[Stored data entries]
----

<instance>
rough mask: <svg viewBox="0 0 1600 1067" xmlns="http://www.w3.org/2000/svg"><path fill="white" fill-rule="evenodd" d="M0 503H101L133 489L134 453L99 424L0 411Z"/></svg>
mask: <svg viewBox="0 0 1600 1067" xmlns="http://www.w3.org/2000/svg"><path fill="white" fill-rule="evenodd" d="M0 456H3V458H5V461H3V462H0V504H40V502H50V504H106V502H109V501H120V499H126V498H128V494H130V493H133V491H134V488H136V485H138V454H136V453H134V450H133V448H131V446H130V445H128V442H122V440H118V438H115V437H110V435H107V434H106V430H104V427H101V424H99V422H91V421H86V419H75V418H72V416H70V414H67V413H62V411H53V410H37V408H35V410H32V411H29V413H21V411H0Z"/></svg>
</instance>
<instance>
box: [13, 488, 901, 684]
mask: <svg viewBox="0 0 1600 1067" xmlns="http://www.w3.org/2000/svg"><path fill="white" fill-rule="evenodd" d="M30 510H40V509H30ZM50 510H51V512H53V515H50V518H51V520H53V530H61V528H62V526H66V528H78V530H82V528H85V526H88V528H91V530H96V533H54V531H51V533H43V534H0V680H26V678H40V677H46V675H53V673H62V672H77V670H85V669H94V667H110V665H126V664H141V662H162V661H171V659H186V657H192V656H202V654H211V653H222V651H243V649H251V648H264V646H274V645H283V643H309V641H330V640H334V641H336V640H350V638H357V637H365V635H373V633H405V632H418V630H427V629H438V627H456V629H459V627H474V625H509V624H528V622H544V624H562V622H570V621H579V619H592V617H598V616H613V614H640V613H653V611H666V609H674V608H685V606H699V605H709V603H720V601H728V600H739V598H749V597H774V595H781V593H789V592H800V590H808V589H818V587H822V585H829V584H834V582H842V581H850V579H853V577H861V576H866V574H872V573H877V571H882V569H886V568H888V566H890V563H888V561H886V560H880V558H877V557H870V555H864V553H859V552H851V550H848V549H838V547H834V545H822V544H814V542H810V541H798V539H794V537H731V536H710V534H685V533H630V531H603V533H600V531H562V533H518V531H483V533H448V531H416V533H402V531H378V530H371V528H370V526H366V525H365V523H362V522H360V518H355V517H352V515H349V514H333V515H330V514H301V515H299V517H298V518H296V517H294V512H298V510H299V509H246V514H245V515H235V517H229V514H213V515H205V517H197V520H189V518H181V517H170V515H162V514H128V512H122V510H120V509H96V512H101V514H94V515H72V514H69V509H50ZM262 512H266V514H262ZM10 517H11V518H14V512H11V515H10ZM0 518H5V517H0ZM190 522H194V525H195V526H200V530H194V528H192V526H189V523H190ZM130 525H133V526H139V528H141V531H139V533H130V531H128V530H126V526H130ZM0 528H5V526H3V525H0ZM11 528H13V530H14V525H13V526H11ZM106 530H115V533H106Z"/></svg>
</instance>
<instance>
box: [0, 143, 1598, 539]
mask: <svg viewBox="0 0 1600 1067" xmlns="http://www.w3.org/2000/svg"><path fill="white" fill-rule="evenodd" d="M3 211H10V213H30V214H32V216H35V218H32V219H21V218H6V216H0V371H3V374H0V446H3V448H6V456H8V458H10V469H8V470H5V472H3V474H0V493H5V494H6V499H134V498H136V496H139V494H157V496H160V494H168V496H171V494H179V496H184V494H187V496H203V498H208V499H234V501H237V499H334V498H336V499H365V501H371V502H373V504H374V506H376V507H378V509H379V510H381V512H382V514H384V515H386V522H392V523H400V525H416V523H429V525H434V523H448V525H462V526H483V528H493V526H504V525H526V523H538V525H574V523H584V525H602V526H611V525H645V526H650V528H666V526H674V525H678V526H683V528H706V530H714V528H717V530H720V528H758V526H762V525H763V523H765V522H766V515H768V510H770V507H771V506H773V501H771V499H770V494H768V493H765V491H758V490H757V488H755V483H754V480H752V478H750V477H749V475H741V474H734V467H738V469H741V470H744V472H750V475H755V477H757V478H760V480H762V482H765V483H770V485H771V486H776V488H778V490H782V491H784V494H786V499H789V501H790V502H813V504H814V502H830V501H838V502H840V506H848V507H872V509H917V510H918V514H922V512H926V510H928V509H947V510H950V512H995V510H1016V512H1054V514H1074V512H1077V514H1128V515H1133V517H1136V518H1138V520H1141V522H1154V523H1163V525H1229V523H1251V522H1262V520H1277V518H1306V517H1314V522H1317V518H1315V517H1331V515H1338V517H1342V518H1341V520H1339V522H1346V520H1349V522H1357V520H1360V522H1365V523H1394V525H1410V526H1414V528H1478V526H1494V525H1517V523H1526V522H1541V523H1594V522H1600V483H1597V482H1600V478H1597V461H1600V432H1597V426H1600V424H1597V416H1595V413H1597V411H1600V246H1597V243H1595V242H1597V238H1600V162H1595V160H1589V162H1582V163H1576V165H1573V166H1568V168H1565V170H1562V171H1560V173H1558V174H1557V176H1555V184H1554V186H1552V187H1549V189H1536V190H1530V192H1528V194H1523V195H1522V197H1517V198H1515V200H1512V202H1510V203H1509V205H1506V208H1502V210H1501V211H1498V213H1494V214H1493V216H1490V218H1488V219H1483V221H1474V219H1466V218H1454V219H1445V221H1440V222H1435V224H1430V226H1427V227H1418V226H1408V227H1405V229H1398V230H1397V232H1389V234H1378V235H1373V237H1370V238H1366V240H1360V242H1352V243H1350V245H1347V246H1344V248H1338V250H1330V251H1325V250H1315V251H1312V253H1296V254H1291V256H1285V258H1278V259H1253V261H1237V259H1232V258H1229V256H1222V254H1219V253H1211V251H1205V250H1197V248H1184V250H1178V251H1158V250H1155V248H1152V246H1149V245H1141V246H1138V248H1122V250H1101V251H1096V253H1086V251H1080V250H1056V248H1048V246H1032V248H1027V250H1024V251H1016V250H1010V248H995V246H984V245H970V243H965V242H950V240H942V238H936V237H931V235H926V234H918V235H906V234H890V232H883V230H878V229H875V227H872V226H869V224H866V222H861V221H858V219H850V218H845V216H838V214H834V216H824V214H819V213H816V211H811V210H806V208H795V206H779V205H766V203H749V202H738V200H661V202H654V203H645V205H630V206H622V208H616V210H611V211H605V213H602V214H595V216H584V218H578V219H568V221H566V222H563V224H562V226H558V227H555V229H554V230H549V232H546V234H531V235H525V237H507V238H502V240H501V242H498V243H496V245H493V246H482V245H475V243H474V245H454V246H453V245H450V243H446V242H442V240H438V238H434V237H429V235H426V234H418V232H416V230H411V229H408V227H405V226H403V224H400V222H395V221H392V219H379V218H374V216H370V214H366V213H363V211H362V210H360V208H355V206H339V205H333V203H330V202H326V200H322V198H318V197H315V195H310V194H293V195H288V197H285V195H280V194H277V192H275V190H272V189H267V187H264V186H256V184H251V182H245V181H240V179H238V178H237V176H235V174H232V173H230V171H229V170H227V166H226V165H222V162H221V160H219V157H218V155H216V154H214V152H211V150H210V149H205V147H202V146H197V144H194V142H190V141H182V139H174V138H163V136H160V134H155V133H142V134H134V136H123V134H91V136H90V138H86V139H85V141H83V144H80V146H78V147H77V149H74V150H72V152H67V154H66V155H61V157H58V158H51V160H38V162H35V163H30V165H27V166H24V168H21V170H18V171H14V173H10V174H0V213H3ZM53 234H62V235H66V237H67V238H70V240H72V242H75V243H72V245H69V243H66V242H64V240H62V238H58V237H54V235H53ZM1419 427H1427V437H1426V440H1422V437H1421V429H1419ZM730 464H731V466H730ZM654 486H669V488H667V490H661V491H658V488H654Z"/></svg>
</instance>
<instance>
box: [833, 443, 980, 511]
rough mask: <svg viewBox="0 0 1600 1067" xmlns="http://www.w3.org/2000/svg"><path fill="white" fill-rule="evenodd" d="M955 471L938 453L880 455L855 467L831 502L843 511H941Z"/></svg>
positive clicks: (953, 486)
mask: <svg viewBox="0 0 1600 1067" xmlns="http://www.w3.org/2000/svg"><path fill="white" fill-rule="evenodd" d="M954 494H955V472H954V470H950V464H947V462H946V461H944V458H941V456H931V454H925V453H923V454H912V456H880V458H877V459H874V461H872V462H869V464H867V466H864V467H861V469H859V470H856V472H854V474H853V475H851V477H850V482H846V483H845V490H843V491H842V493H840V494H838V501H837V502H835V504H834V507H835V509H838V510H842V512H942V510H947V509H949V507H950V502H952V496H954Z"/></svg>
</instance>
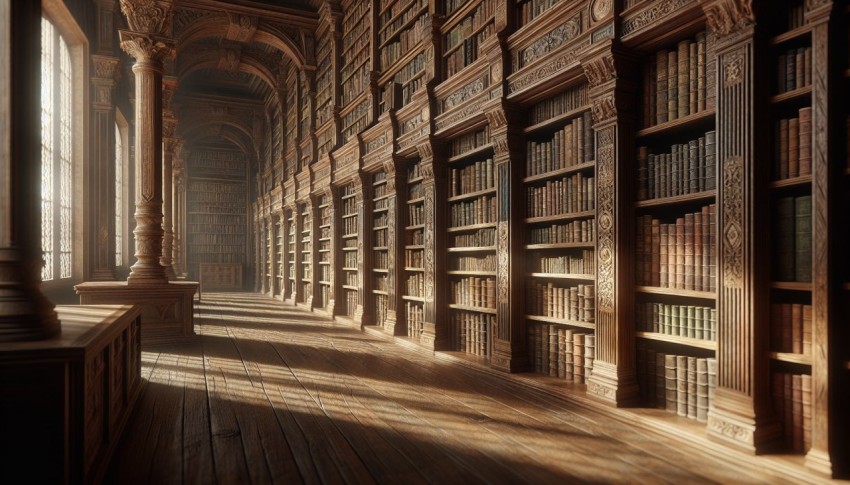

----

### To do:
In the answer, the lines from the one containing "box: [833, 443, 980, 511]" to the end of the records above must be written out exactly, both ends included; the pictures must not appear.

### Finished exercise:
box: [833, 443, 980, 511]
rough mask: <svg viewBox="0 0 1600 1067" xmlns="http://www.w3.org/2000/svg"><path fill="white" fill-rule="evenodd" d="M955 471L938 453L880 455L855 467L831 502L843 511H941Z"/></svg>
positive clicks: (953, 486)
mask: <svg viewBox="0 0 1600 1067" xmlns="http://www.w3.org/2000/svg"><path fill="white" fill-rule="evenodd" d="M954 494H955V472H954V470H950V464H947V462H946V461H944V458H941V456H931V454H925V453H923V454H912V456H880V458H877V459H874V461H872V462H869V464H867V466H864V467H861V469H859V470H856V472H854V474H853V475H851V477H850V482H846V483H845V490H843V491H842V493H840V494H838V501H837V502H835V504H834V507H835V509H838V510H842V512H942V510H947V509H949V507H950V502H952V496H954Z"/></svg>
</instance>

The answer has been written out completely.